## TEXT PROVIDED
┏━━
Metadata consistency

While the dream of a single metadata standard is an illusion, attempts to enhance consistency through the promotion of guidelines within communities and coordination across communities can be extremely valuable. The last decade provides many examples where benefits from metadata consistency have been recognized and steps taken to harmonize usage in specific areas

Developments in the library community

Two structural developments for MARC records have enhanced consistency. During the period 1988 to 1995, format integration brought the variants of USMARC used for monographs, serials, music, visual materials, etc. into a single bibliographic format. In the late 1990s, the Library of Congress, National Library of Canada, and the British Library agreed to pursue MARC harmonization to reduce the costs of cataloging, by making a larger pool of catalog records available to be shared among libraries. One outcome was the MARC 21 format, which superseded USMARC and CAN/MARC. The motivation for these efforts was not explicitly to benefit users, but users have certainly benefited because systems are simpler when metadata elements are used consistently.
┗━━
## REQUIRED ACTIONS
**a)** Answer these questions from the passage on metadata consistency, one line each:
(i) During which years did format integration take place?
(ii) Which format superseded USMARC and CAN/MARC?
(iii) What cost was MARC harmonization meant to reduce?
**b)** Name every institution that the passage on metadata consistency says agreed to pursue MARC harmonization.
**c)** Translate into Spanish this sentence from the passage on metadata consistency: "One outcome was the MARC 21 format, which superseded USMARC and CAN/MARC."

## DATA PROVIDED
┏━━
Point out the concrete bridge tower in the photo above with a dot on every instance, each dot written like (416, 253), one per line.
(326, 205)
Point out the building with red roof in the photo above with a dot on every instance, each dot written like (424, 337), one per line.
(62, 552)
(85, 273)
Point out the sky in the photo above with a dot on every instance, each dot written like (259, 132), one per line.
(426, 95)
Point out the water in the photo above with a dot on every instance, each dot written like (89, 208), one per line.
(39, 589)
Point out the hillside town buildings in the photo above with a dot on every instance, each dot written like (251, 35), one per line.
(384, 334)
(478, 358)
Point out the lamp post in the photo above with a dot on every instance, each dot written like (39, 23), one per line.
┗━━
## ANSWER SET
**a)**
(i) 1988 to 1995
(ii) The MARC 21 format
(iii) The costs of cataloging

**b)**
- Library of Congress
- National Library of Canada
- British Library

**c)** Uno de los resultados fue el formato MARC 21, que sustituyó a USMARC y CAN/MARC.